# Excerpt to read

>> start

Fig.3: Clock Error in GPS

Source: http://www.soi.wide.ad.jp/class/20050026/slides/01/64.html

 

 

Multipath Error

 

    Multipath error is one of the predominant error sources in all GPS applications. Particularly the multipath error has to be precisely estimated in the Global Navigation Satellite Systems (GNSSs) as it is the major error source (2 – 4 m) that limits the GPS receiver’s performance. Whenever, a signal is transmitted from a GPS satellite it follows a “multiple” number of propagation “paths” on its way to receiving antenna. These multiple signal paths are due to the fact that the signal gets reflected back to the antenna off surrounding objects, including the earth’s surface. The GPS receiver tracks both the direct and reflected signal components. The radio wave transmitted from a satellite radiates in all directions, these radio waves including reflected waves that are reflected off due to various obstacles, diffracted waves, scattering waves, and the direct wave from the satellite to GPS receiver (fig.4) In this case, since the path lengths of the direct, reflected, diffracted, and scattering waves are different, the time each takes to reach the GPS receiver will be different. In addition the phase of the incoming wave varies because of reflections. As a result, the receiver receives a superposition consisting of several waves having different phase and times of arrival. The generic name of a radio wave in which the time of arrival is retarded in comparison with this direct wave is called a delayed wave. Then, the reception environment characterized by a superposition of delayed waves is called a multipath propagation environment. In a multipath propagation environment, the received signal is sometimes intensified. This phenomenon is called multi-path fading and the signal level of the received wave changes from moment to moment.

 

Multipath is a major error source for both the carrier-phase and pseudo range measurements. It occurs when the GPS signal arrives at the receiver antenna through different paths. These paths can be the direct line of sight signal and reflected signals from objects surrounding the receiver antenna. Multipath distorts the original signal through interference with the reflected signals at the GPS antenna. It affects both the carrier-phase and pseudo range measurements; however, its size is much larger in the pseudo range measurements. The size of the carrier-phase multipath can reach a maximum value of a quarter of a cycle (about 4.8 cm for the L1 carrier phase). The pseudo range multipath can theoretically reach several tens of meters for the C/A-code measurements. However, with new advances in receiver technology, actual pseudo range multipath is reduced dramatically. Examples of such technologies are the Strobe correlated (Ashtech, Inc.) and the MEDLL (NovAtel, Inc.). With these multipath mitigation techniques, the pseudo range multipath error is reduced to several meters, even in a highly reflective environment. Under the same environment, the presence of multipath errors can be verified using a day-to-day correlation of the estimated residuals. This is because the satellite-reflector-antenna geometry repeats every sidereal day. However, multipath errors in the undifferenced pseudo range measurements can be identified if dual-frequency observations are available. A good general multipath model is still not available, mainly because of the variant satellite reflector antenna geometry. There are, however several options to reduce the effect of multipath. The option is to select an observation site with no reflecting objects in the vicinity of the receiver antenna. Another option to reduce the effect of multipath is to use a chock ring antenna (a chock ring device is a ground plane that has several concentric metal hoops, which attenuate the reflected signals). As the GPS signal is right handed circularly polarized while the reflected signal is left handed, reducing the effect of multipath may also be achieved by using an antenna with a matching polarization to the GPS. The disadvantage of this option, however, is that the polarization of the multipath signal becomes right handed again if it twice reflected.

>> end

# Data shown
>> start

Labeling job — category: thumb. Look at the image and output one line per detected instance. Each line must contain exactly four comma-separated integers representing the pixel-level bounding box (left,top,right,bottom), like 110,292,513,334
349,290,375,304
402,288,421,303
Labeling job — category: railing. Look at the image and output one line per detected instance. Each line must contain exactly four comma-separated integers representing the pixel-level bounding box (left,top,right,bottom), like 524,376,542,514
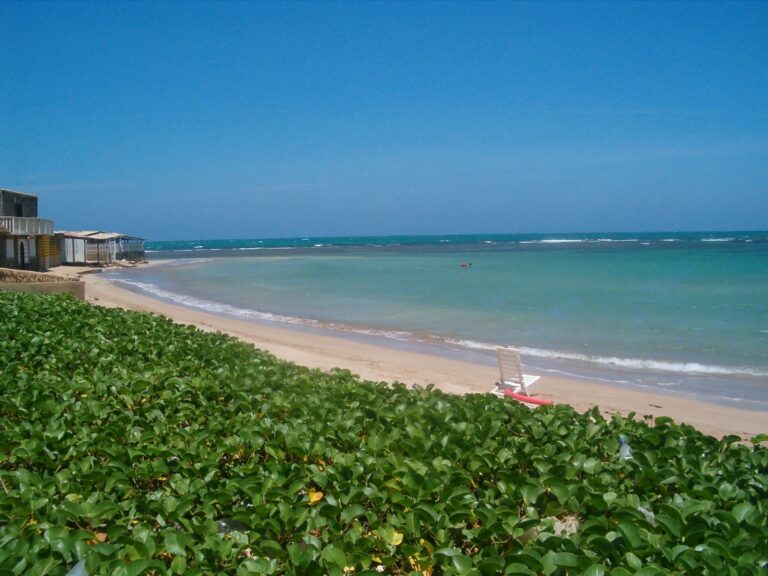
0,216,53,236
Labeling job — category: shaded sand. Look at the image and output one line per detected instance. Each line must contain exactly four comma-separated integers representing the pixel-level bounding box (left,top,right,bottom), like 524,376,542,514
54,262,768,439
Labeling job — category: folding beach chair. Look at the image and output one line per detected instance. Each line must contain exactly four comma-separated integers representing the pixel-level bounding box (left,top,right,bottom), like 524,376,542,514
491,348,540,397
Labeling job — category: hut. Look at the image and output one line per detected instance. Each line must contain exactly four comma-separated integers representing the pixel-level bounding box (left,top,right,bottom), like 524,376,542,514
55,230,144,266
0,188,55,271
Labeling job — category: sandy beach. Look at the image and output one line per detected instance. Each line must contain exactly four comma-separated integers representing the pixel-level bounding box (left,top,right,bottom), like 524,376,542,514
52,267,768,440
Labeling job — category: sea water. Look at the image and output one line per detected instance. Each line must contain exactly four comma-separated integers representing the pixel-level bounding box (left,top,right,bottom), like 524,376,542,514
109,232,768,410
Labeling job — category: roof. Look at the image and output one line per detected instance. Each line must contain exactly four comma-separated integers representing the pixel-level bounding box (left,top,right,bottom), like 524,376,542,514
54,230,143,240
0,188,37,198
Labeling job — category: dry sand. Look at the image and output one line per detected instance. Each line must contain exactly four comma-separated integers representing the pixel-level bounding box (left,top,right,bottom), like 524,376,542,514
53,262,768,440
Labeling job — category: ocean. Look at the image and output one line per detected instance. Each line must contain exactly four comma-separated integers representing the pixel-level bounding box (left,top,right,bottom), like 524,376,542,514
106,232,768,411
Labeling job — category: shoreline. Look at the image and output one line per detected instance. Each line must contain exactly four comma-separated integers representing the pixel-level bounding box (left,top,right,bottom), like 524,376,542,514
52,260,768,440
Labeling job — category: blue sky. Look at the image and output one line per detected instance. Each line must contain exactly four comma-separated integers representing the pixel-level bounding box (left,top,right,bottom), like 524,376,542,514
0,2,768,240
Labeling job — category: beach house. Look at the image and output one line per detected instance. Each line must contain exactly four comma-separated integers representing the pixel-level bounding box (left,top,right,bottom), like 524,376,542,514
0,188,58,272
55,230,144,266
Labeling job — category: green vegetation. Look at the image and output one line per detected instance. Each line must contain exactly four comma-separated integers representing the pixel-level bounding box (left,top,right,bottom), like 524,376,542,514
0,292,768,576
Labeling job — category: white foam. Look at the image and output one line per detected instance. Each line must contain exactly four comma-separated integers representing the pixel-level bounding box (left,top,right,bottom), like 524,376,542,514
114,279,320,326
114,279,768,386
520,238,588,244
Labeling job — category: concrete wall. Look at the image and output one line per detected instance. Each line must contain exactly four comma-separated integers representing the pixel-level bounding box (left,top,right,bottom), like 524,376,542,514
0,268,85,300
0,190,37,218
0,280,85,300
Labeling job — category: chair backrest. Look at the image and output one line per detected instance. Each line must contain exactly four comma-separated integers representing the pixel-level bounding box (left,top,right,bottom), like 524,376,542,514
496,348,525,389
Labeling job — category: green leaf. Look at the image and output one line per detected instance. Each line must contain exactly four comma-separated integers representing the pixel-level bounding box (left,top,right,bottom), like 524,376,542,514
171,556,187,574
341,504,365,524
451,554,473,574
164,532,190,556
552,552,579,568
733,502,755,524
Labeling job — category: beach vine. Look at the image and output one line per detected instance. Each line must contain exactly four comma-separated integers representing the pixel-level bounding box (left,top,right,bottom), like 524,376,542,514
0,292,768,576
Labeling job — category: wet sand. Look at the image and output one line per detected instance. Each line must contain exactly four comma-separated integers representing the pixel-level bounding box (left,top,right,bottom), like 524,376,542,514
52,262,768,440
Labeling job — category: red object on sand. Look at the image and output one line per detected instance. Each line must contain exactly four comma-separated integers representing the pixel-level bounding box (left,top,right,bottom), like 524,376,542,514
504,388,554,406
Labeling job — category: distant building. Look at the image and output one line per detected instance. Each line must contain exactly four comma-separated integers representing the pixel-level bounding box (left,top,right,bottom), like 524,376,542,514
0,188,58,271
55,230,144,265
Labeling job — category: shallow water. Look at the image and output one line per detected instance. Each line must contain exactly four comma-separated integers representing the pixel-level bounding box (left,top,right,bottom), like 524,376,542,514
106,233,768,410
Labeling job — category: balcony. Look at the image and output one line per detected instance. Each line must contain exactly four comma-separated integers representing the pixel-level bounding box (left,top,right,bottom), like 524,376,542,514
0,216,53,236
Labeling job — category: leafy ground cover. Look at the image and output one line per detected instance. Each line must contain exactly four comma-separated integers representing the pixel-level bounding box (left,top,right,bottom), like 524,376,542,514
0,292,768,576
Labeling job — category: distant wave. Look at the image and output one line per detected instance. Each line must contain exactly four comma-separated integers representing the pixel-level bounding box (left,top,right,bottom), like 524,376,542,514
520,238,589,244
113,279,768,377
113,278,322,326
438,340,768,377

>> end
>> start

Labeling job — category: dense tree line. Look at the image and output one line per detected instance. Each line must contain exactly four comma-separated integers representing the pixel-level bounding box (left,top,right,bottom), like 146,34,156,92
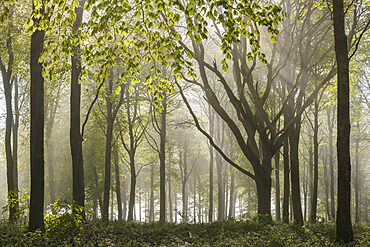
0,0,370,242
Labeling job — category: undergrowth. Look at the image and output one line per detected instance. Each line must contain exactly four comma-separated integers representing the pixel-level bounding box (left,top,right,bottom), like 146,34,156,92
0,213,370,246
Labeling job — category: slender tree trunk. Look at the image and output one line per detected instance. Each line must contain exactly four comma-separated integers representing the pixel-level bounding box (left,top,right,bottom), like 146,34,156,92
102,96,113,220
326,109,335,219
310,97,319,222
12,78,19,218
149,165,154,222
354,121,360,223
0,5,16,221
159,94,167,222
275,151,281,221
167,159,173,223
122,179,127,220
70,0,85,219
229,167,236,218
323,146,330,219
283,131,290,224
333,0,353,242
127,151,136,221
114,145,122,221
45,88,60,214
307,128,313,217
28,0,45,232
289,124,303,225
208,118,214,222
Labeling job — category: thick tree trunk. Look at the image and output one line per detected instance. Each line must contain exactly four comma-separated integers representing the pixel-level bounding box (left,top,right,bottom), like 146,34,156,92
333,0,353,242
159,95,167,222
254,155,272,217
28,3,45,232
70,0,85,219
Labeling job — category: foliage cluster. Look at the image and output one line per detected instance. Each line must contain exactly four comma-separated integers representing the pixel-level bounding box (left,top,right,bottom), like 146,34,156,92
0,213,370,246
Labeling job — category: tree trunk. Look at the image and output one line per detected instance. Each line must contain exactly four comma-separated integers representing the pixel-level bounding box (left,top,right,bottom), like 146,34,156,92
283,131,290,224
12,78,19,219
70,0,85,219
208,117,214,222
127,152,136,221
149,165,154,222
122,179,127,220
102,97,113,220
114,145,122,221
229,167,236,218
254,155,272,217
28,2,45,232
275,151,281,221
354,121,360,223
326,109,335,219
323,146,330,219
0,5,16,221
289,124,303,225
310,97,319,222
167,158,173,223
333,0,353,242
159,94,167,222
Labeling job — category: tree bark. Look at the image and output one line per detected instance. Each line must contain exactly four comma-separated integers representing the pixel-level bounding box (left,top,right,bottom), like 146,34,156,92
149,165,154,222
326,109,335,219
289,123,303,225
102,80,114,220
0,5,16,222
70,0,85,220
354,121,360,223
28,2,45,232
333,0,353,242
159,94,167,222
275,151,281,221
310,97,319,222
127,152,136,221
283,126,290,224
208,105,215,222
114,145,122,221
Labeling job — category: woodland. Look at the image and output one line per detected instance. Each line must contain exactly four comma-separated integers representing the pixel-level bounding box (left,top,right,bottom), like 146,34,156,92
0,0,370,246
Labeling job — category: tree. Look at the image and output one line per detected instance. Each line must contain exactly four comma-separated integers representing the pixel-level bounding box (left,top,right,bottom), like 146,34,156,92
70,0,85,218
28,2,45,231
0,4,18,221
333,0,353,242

>> end

In the excerpt on GPS multipath error, how would you translate the sentence "The GPS receiver tracks both the direct and reflected signal components." into Spanish?

El receptor GPS rastrea tanto los componentes directos como los reflejados de la señal.